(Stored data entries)
────────────────
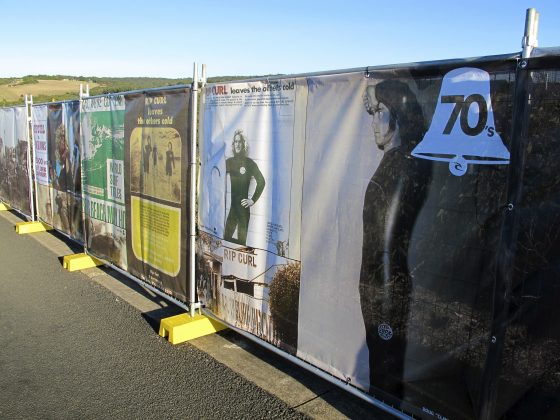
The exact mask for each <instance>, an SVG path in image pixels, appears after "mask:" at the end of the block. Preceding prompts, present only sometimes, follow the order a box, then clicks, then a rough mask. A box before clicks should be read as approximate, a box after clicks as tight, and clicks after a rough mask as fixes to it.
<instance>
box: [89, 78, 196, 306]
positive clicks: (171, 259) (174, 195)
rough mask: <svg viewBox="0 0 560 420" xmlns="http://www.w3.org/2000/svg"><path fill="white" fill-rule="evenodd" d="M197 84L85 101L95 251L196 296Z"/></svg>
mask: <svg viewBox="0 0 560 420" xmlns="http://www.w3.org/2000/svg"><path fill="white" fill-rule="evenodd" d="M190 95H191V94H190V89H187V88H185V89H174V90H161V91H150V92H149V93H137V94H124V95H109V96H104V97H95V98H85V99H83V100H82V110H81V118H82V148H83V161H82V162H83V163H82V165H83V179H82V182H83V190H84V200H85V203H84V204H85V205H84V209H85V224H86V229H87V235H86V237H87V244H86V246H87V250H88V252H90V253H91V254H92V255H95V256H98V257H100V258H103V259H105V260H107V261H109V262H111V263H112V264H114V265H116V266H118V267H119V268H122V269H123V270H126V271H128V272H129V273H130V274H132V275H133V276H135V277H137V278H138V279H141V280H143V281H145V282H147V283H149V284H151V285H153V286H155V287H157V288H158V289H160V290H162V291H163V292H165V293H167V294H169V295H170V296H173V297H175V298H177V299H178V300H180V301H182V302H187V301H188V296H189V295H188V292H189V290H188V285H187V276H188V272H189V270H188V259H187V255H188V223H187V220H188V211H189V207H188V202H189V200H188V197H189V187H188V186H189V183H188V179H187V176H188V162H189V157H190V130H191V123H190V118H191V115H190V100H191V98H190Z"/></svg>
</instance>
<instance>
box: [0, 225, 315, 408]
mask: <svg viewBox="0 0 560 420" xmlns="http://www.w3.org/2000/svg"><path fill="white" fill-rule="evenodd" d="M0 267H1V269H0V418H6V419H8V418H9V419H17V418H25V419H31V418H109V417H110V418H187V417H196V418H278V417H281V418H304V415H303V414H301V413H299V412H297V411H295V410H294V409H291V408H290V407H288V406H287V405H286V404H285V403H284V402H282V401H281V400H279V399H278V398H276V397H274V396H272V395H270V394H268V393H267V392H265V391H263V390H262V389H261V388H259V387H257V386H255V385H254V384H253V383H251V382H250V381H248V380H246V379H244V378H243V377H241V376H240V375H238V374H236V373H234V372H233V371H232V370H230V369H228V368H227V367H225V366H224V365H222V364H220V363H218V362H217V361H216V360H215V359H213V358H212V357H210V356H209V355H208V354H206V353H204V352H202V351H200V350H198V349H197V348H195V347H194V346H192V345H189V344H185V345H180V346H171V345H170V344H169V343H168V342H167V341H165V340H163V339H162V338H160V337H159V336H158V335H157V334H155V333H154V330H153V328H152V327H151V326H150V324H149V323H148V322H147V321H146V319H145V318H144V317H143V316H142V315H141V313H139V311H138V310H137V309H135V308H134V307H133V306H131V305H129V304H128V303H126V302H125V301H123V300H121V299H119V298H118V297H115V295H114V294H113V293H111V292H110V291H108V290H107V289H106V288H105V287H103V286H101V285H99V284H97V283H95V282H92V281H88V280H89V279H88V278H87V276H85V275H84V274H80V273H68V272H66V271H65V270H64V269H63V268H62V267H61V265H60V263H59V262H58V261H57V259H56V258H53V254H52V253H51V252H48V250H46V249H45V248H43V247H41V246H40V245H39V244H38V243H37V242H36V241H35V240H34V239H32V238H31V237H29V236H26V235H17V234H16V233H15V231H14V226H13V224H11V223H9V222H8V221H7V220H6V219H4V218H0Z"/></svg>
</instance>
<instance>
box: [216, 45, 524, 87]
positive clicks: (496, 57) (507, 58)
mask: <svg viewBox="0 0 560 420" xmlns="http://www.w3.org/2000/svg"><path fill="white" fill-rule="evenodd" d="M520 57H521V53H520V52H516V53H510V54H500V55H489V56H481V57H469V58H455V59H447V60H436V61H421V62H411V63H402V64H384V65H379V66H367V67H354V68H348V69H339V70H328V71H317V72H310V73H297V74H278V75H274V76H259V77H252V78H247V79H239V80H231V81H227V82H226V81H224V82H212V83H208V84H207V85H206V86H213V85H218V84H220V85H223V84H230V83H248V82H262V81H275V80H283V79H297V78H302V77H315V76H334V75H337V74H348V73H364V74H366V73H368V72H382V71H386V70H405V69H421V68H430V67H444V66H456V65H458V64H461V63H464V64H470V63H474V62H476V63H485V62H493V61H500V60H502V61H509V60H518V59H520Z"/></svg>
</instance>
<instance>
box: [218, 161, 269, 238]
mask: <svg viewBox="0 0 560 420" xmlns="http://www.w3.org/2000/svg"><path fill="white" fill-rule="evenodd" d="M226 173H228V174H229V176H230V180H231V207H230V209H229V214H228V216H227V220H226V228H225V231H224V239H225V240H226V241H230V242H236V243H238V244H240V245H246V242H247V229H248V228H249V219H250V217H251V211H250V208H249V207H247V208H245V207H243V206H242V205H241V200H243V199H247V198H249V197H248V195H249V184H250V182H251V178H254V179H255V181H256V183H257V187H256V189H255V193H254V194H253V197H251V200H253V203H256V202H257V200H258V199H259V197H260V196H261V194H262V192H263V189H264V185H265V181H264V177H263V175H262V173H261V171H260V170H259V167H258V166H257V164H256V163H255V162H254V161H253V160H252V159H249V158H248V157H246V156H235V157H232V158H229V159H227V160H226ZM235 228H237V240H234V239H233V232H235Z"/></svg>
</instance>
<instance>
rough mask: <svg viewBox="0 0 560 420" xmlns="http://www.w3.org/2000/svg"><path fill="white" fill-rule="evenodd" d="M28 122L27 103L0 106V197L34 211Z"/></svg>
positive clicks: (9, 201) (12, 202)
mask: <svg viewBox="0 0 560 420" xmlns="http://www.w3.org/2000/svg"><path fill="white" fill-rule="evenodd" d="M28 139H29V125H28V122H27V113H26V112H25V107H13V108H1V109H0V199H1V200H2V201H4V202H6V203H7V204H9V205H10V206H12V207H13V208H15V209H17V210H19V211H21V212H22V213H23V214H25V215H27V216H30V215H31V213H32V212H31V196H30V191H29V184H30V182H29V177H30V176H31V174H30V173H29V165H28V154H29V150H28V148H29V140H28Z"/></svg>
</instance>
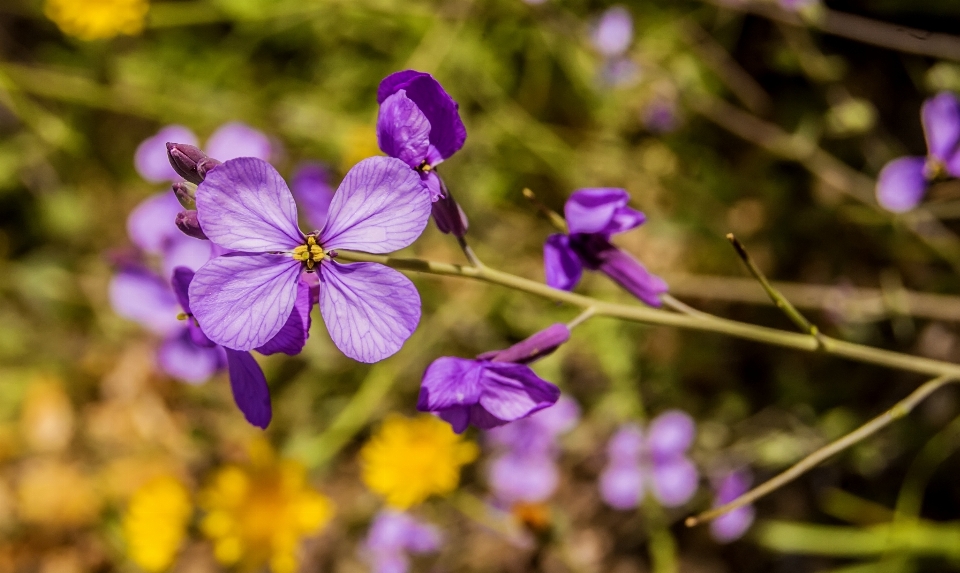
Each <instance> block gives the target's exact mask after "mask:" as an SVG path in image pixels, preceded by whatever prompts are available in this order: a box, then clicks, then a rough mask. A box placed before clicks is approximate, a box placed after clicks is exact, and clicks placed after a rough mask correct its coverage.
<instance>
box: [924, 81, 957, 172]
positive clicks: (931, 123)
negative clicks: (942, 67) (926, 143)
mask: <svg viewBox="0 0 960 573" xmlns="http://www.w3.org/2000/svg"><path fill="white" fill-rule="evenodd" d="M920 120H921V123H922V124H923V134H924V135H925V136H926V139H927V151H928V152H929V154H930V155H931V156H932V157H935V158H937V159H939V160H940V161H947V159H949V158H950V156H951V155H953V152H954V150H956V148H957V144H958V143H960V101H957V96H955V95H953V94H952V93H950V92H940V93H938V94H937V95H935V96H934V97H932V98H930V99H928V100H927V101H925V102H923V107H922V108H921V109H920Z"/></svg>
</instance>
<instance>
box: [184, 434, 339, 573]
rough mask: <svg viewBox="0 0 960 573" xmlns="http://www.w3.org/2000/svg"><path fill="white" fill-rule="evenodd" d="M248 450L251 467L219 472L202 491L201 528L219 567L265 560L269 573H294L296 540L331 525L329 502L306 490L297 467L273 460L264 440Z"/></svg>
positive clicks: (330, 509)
────────────────
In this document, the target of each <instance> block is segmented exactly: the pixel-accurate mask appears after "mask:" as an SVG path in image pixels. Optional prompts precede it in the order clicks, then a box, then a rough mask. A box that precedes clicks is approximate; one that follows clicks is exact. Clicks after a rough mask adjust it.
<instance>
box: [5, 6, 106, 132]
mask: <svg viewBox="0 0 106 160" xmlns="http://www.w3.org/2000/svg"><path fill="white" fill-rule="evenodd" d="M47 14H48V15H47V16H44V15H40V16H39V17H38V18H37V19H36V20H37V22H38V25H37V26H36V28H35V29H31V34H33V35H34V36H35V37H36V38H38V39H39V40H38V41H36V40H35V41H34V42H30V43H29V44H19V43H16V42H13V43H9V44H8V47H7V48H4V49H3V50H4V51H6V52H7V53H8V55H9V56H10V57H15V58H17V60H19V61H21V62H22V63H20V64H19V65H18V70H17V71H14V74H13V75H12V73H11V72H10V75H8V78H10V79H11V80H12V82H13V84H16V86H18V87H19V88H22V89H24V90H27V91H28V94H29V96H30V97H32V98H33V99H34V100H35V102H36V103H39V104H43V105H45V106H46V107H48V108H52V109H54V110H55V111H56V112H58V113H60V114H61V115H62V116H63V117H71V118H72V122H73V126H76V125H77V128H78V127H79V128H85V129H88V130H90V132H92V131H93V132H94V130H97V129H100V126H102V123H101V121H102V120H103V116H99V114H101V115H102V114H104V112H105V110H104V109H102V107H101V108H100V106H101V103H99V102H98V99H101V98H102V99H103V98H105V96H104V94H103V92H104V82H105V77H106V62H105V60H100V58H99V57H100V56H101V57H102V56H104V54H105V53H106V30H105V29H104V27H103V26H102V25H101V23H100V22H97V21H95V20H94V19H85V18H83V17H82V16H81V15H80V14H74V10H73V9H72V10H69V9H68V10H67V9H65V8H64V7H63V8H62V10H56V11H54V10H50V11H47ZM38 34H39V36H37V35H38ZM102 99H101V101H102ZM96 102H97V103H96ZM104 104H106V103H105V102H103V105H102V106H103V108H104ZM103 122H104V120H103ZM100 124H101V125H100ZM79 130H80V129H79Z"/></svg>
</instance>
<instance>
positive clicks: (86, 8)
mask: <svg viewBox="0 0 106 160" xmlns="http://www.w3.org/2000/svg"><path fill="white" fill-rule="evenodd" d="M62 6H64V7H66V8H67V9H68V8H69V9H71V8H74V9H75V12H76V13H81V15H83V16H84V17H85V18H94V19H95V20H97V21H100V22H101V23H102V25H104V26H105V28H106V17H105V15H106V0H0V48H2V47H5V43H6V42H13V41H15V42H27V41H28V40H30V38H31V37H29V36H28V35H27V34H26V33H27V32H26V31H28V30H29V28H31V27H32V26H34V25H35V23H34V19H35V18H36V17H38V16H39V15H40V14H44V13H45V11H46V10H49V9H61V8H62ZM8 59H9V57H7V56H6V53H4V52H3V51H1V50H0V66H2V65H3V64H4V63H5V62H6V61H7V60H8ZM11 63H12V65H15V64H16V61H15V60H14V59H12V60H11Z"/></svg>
────────────────
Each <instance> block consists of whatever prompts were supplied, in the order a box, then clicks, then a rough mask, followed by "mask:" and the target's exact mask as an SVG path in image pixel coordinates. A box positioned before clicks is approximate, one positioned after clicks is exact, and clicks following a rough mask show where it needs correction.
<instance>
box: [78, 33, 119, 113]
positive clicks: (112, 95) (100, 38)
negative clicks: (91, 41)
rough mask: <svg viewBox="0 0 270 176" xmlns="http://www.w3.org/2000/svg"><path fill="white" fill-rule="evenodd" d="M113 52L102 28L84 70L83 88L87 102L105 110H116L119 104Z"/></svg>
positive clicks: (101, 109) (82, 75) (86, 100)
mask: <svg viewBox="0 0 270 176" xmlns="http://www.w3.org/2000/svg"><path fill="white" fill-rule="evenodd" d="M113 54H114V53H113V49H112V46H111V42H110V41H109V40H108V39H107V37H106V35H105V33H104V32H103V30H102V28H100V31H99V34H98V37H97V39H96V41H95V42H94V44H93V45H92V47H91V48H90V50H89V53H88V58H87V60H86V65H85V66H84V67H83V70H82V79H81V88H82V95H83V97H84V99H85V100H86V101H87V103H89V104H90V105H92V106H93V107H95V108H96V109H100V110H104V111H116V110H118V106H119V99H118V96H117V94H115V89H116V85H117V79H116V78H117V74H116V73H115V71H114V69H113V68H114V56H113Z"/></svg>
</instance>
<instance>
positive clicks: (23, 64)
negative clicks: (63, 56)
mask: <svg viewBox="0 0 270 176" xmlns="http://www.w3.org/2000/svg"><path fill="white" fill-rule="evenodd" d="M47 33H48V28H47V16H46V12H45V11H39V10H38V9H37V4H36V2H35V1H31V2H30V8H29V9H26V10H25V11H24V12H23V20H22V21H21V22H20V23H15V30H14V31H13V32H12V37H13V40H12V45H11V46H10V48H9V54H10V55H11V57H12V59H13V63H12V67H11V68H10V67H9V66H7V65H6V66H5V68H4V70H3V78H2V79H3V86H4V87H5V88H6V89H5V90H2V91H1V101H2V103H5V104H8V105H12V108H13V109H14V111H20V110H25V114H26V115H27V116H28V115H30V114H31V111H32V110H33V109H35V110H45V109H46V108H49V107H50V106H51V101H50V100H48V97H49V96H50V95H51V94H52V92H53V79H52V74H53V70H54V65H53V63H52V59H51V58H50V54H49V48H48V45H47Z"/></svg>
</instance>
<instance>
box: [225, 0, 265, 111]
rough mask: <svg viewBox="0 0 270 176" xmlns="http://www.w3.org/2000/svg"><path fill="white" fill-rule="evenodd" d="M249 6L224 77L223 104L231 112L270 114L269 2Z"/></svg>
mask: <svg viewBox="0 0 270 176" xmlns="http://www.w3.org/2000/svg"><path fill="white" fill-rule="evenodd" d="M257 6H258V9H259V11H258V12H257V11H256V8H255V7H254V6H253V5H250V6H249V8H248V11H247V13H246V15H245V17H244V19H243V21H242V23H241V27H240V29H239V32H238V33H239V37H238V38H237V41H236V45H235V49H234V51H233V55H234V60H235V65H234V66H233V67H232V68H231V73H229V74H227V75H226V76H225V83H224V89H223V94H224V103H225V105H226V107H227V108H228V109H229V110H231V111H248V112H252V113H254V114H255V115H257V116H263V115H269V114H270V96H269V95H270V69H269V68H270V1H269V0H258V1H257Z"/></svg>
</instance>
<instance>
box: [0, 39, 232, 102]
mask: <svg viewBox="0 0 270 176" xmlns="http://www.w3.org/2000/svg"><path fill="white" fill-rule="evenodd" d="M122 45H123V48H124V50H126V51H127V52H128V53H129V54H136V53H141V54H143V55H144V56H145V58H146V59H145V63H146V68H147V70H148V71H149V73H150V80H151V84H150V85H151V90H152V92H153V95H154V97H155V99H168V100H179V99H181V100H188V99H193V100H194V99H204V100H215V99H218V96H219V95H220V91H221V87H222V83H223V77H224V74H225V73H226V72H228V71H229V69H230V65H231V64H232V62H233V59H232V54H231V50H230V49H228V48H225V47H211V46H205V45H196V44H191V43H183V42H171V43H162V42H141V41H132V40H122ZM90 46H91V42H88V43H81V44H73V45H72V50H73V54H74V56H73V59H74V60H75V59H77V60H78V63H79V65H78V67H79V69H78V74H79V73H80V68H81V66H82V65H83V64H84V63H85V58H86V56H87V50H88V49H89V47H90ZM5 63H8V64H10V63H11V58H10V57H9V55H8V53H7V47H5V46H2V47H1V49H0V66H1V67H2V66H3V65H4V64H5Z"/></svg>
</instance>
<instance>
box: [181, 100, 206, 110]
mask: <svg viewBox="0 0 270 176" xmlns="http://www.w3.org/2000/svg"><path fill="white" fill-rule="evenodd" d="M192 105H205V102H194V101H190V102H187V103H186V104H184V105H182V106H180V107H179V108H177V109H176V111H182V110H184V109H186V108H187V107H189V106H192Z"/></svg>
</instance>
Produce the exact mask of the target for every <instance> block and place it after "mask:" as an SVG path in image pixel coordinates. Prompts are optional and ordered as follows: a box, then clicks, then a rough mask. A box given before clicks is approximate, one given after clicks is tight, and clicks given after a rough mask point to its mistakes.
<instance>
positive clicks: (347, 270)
────────────────
#### PROMPT
Lay out the lines as a numbered list with blank lines omitted, beginning at the line that contains "The exact mask for" and ending after the line that contains "84L85 101L95 251L196".

#### EXERCISE SOLUTION
1. The exact mask for each <instance>, an SVG path in image pixels, appears after "mask:" at the end of the block. Preceding prompts, present only sometimes, follow the order a box, then clicks, then a rough mask. A box before clicks should be read as approximate, a box after clicks as tight, and clicks after a rough mask as fixes to it.
2. <instance>
3. box: [89, 78, 196, 306]
4. positive clicks: (171, 259) (174, 195)
5. rough mask: <svg viewBox="0 0 560 420" xmlns="http://www.w3.org/2000/svg"><path fill="white" fill-rule="evenodd" d="M197 84L85 101L95 251L196 296Z"/></svg>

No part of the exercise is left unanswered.